• _What to work on_: From the top of the entries below through the line containing "box: [730, 967, 1664, 1627]", return every line exactly as written, please, and stop there.

-- Records provided follows --

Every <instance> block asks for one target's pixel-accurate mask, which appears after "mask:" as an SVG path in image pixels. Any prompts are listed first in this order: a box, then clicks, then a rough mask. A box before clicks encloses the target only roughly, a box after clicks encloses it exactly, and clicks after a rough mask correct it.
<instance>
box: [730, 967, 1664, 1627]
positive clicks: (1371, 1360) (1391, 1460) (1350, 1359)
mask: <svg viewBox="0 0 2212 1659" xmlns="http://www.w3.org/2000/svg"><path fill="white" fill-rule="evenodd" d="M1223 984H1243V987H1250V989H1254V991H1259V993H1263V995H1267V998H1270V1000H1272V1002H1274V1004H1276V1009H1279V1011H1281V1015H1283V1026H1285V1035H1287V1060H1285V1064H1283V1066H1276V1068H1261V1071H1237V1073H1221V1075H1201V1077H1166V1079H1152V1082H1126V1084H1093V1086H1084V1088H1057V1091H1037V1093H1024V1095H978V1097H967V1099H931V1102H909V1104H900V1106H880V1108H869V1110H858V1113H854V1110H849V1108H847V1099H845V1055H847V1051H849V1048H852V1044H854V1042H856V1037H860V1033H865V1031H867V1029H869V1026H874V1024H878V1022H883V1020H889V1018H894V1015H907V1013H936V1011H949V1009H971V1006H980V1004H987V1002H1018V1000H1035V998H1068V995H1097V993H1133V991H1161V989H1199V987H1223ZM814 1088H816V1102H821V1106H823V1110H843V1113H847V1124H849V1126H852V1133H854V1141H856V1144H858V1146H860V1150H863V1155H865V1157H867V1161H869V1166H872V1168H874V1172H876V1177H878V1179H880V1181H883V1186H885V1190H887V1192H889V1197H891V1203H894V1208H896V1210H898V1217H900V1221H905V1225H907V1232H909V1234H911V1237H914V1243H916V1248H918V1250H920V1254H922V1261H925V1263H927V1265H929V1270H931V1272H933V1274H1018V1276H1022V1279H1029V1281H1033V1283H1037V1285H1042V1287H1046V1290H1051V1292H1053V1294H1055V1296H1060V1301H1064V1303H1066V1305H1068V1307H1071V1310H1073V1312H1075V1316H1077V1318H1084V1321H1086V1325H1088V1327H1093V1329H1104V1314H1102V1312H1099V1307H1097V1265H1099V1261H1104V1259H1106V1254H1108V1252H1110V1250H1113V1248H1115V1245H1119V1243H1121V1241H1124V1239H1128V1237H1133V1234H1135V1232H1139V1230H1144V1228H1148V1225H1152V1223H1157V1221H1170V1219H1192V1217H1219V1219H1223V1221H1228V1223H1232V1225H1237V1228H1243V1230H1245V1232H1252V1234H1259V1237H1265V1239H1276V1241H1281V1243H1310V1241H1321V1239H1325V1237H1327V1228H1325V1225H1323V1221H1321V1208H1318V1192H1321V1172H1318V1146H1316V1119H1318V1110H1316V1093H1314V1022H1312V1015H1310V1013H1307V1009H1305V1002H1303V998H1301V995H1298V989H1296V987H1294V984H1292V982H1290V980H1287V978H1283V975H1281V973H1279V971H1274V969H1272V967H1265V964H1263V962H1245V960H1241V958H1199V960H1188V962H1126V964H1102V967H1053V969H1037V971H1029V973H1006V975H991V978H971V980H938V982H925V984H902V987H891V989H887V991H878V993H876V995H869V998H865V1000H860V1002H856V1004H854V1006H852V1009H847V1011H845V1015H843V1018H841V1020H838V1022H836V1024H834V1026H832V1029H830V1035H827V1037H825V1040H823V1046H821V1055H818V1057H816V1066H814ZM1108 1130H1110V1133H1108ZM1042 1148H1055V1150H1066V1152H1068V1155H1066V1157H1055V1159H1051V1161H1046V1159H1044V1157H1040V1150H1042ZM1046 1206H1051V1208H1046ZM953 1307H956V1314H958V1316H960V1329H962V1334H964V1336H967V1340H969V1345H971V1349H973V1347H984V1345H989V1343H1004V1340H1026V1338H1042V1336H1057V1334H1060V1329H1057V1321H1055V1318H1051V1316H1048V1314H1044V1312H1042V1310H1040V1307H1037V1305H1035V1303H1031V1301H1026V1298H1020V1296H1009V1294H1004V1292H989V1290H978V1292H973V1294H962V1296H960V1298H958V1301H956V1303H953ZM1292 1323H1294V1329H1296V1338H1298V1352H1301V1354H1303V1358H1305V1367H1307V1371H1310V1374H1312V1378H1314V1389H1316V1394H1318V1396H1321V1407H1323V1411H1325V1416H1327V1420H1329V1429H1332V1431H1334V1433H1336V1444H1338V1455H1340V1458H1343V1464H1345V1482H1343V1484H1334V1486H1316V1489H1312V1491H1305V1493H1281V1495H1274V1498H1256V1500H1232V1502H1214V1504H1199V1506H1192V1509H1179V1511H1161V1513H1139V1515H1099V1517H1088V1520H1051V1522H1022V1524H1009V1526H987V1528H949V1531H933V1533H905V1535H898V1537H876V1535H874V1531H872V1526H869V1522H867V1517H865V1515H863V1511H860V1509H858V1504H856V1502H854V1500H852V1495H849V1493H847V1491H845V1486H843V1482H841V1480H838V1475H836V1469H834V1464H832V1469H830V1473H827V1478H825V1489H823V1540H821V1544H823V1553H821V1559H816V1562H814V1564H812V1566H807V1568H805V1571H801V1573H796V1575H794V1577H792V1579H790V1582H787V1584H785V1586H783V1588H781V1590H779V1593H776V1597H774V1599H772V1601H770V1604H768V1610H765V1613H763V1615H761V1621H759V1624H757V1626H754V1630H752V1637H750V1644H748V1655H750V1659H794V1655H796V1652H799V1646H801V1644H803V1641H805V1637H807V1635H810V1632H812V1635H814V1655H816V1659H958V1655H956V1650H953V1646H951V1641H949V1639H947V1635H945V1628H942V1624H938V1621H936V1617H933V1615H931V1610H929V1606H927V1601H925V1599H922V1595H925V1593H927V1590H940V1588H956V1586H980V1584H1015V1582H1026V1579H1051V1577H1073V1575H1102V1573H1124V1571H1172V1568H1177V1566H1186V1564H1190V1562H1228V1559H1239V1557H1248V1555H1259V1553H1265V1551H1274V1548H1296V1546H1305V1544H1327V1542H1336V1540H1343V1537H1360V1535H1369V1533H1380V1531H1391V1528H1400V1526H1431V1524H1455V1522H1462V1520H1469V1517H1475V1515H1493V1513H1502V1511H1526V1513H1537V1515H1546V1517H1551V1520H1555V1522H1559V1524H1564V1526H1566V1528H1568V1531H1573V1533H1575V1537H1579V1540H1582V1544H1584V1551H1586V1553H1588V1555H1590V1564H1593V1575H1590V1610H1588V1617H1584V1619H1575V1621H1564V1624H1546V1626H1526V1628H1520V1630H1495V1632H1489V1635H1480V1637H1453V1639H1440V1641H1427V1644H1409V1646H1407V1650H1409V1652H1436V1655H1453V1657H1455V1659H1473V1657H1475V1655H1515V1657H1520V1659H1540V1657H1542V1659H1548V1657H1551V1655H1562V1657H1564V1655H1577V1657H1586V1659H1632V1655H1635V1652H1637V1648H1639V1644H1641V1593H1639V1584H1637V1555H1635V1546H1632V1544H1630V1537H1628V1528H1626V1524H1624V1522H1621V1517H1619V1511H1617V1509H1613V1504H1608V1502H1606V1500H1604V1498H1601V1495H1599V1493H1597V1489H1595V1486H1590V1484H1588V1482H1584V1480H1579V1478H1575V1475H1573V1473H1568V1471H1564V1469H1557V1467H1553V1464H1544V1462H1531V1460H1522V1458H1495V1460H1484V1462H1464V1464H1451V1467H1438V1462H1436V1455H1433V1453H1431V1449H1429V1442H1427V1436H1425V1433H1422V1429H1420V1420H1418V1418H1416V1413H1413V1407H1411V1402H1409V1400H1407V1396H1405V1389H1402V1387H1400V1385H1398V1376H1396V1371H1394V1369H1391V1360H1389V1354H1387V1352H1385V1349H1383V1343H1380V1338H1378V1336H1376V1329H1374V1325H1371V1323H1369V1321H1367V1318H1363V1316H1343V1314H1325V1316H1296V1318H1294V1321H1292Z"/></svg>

-- Records provided concluded --

• _Result of this task_:
Every <instance> block asks for one target's pixel-accurate mask, which appears after "mask:" as an SVG path in image pixels. Any prompts are listed first in this order: a box, then clicks, then a rough mask. A box before clicks encloses the target only roughly, a box after clicks encloses it exactly, and clicks after a rough mask correct it.
<instance>
box: [730, 967, 1664, 1627]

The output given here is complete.